#### [Stated problem]
Quote the data below word for word, starting at the top and ending with the line that contains "Per instance: inside", including that line.

Data records
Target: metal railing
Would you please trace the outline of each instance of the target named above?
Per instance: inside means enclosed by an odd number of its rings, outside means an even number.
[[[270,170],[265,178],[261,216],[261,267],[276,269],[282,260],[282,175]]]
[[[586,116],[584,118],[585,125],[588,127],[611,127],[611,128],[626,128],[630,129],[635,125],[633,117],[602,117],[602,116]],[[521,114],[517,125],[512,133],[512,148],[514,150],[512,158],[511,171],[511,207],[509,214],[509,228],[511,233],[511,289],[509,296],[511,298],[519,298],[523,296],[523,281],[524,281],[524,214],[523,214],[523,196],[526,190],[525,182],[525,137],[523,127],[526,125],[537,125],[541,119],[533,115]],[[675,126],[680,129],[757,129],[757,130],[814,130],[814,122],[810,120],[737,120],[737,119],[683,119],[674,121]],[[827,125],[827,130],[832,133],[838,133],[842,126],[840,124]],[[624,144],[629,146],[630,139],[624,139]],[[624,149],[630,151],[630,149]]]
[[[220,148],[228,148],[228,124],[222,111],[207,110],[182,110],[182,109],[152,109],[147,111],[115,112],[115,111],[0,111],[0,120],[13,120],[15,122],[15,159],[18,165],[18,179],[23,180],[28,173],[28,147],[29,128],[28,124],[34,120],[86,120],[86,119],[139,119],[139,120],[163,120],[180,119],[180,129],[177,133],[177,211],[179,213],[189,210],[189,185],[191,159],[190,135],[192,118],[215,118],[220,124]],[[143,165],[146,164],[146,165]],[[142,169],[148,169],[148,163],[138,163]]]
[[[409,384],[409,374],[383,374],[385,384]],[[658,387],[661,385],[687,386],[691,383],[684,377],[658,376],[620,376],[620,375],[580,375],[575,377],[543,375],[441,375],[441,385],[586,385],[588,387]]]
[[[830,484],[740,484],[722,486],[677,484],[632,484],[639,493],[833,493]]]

#### [Correct output]
Target: metal railing
Would you please trace the outline of each instance of the target named above?
Per instance: inside means enclosed by an odd number of its rings, outside means an even number.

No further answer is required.